Short exercise:
Copy out all of the items below, swapping each "a line apiece" for "one per line" and keeping everything else the same. Leave the pictures out.
** START OF Records provided **
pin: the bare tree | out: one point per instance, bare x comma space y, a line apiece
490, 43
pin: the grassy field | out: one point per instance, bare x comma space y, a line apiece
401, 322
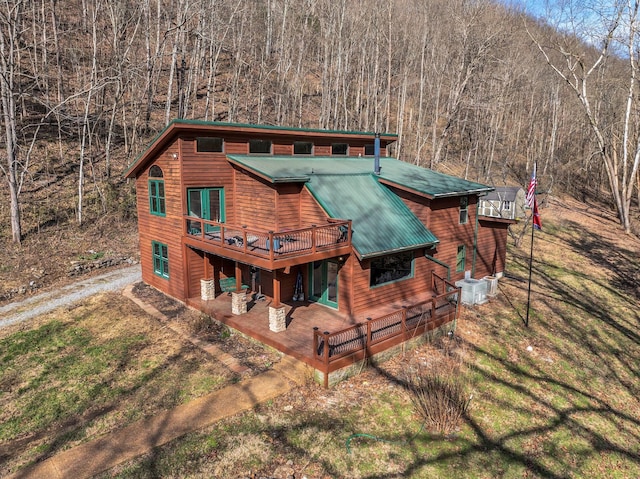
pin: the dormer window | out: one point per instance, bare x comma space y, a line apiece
260, 146
156, 191
369, 150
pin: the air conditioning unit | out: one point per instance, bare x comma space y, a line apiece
492, 285
473, 291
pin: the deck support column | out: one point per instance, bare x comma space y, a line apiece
276, 289
238, 302
207, 289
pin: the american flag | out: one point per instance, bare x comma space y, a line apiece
532, 202
531, 190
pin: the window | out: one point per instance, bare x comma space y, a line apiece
156, 191
460, 258
160, 259
339, 148
302, 148
206, 203
260, 146
391, 268
369, 150
209, 144
464, 210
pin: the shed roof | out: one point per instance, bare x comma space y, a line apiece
394, 172
208, 128
382, 222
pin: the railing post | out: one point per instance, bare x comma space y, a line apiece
315, 341
270, 245
433, 310
404, 323
313, 238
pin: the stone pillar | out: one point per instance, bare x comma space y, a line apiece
207, 289
277, 319
238, 302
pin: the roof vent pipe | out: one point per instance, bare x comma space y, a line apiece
376, 154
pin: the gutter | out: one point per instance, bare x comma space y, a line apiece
475, 240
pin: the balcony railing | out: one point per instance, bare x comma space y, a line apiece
334, 350
270, 244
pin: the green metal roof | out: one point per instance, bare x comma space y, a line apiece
301, 168
347, 188
182, 125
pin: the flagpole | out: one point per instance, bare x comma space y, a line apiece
533, 228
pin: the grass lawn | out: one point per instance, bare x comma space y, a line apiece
557, 399
84, 371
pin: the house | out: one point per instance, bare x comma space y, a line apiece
320, 224
506, 202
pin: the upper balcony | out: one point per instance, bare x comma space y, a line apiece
269, 250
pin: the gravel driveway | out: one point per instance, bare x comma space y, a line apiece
45, 302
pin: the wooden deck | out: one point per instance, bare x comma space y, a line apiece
302, 318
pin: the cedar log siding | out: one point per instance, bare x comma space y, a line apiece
255, 201
492, 248
163, 229
445, 225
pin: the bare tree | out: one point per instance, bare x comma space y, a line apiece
10, 18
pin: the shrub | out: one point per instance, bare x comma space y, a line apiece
438, 393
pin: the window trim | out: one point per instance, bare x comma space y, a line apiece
334, 145
303, 143
262, 141
411, 274
461, 258
157, 201
160, 262
205, 191
464, 208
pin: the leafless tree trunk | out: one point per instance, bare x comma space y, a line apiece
9, 44
622, 157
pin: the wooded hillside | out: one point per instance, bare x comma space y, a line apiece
87, 83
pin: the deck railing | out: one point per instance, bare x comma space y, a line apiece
337, 349
270, 244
** END OF Records provided **
Written reply:
pin: the bare tree | out: one point per instance, bare x comma space y, one per line
490, 43
pin: the grassy field | out: one point per instance, bare x comma space y, one per line
401, 322
pin: the dormer window | out: one point per instance, bare x comma space y, one per line
260, 146
156, 191
369, 150
pin: the air conditioning unit | out: one point per instance, bare x comma space y, one per line
492, 285
473, 291
pin: the deck support column | out: one point per instance, bare x comma space y, one per line
276, 289
238, 302
207, 289
pin: the american flag | out: one point per instance, bare x comma space y, one per line
532, 202
531, 190
pin: the window | out: one point per instance, bare x comma space y, one per line
156, 191
460, 258
160, 259
339, 148
302, 148
206, 203
260, 146
391, 268
369, 150
209, 144
464, 210
pin: the shed roof | out: one point per instance, bare x comma space y, one per line
394, 172
208, 128
382, 222
pin: the railing post | out: one point per instance, bare x comma space y, one per line
315, 341
270, 245
433, 310
404, 323
313, 238
pin: the stone pillar | out: one point per instance, bare x comma space y, one per line
207, 289
277, 319
238, 302
pin: the roof vent pipe | out: one point per instance, bare x comma space y, one per line
376, 154
pin: the gutter | out: one point per instance, bare x comma space y, one per line
475, 240
pin: the balcony railing | out: one point per instance, bare x comma space y, one per line
334, 350
270, 244
pin: the green metal roof | out: one point per instance, bare x comma space y, one per line
301, 168
347, 188
182, 125
pin: the flagpole | out: one point per instance, bare x comma space y, one per line
533, 228
pin: the grass lawn | out: one point per instance, bare x comma space y, one per line
557, 399
84, 371
pin: the house | out: one point per instance, bare x comma space y, one per line
320, 224
506, 202
pin: the upper balcony | out: one point per instance, bare x comma space y, one per line
269, 250
pin: the gravel driveway | out: one point per instance, bare x comma space y, one per line
45, 302
pin: the wooden deck | out: one point per instance, bare x comma space y, one per line
302, 318
pin: the cedar log siding | out: one point per instance, bare x comma space y, one per line
255, 201
492, 248
163, 229
445, 225
pin: the bare tree | out: one point per instance, bare x comma space y, one per line
10, 18
pin: the shrub | out: one point per instance, bare x comma space y, one per line
438, 393
pin: the window trim | out: one point per instance, bare x comma space y, one per line
334, 145
303, 143
262, 141
411, 274
461, 258
157, 201
160, 262
205, 191
464, 208
pin: the leafless tree trunk | out: one point per instance, bare x comma space y, one per line
9, 44
622, 157
pin: the wooded hillside | out: one point per instance, bare x comma space y, one per line
87, 83
pin: the deck railing | out: one point per instance, bare x comma space y, one per line
337, 349
270, 244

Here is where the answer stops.